Исходный текст:

■ ■ ■ ■ ■

Терапевт: минимум для Вас или для неё?

Клиент: минимум для неё, как по мне, так хватило бы и раз в месяц приехать, да и звонить можно бы раз в неделю.

Шкалирование минимума-максимума позволяет узнавать сколько своих сил, времени и внимания клиент должен отдавать в качестве платы за долги. И разницу между своими представлениями о минимуме-максимуме и требованиями лица, которому отдаётся долг. Здесь полезно уточнять запрашивает ли конкретное лицо (в данном случае мама) этот долг – т.е. приезды по выходным и звонки каждый день или это является собственными проекциями клиента. Эта колонка проясняет величину долга, помогает долженствования структурировать и соразмерить. Часто, прописав это на бумаге, клиенты очень удивляются тому реальному объёму долга, который они для себя внутренне сформулировали.

Четвертая колонка «за что?»

Чаще всего у клиентов не возникает трудностей с заполнением этой колонки, если   речь идёт о конкретном близком человеке: «мама», «ребёнок» «муж». И напротив, они возникают, если говорится об абстрактных понятиях «семья», «человечество». Поэтому абстрактные понятия мы конкретизируем ещё в первой колонке. Колонка «за что?» отражает разделение ответственности должника и того, кому он должен. Что такого важного и ценного сделала для клиента данное лицо, что человек так много оказывается ему должен?

Из сессии с клиентом:  

Терапевт: Вы написали, что должны маме внимание в виде своего времени. Должны звонить каждый день и приезжать в выходные. За то, что она Вас родила, дала Вам жизнь?

■ ■ ■ ■ ■

Фрагменты строк:
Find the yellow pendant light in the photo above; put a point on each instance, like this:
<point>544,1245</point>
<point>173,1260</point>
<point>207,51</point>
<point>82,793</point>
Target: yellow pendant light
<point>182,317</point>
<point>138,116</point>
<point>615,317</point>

■ ■ ■ ■ ■

Задание: Допишите следующую часть отрывка о психотерапевтической работе с чувством долга, начав сразу после его последней фразы. Строки здесь никак не используются.

Результат:
Клиент: да, так и есть. Я у мамы в неоплатном долгу. Ей было сложно решиться на второго ребёнка (коим является  клиент) и это отец её  уговорил

Терапевт: давайте поразмышляем, когда Ваша мама Вас родила, сколько ей было лет?

Клиент: какое это имеет отношение? Ну, 27 кажется, да, 27.

Терапевт: т.е. не 7 и не 17? Когда мама приняла решение о том, что Вы у неё родитесь, Ваша мама была взрослым человеком в здравом уме, трезвой памяти и сама приняла решение иметь второго ребёнка.

Клиент: это её отец уговорил

Терапевт: Может быть.  Но для того чтобы Вы родились она не подвергалась пыткам или насилию и это не Вы её уговорили, правильно? Какова именно Ваша ответственность в том, что Вы появились на свет?

Клиент: моя? Гм… да, если рассуждать, то вроде никакой. Странно даже. Я всё время думал, что это из-за меня у неё жизнь не сложилась.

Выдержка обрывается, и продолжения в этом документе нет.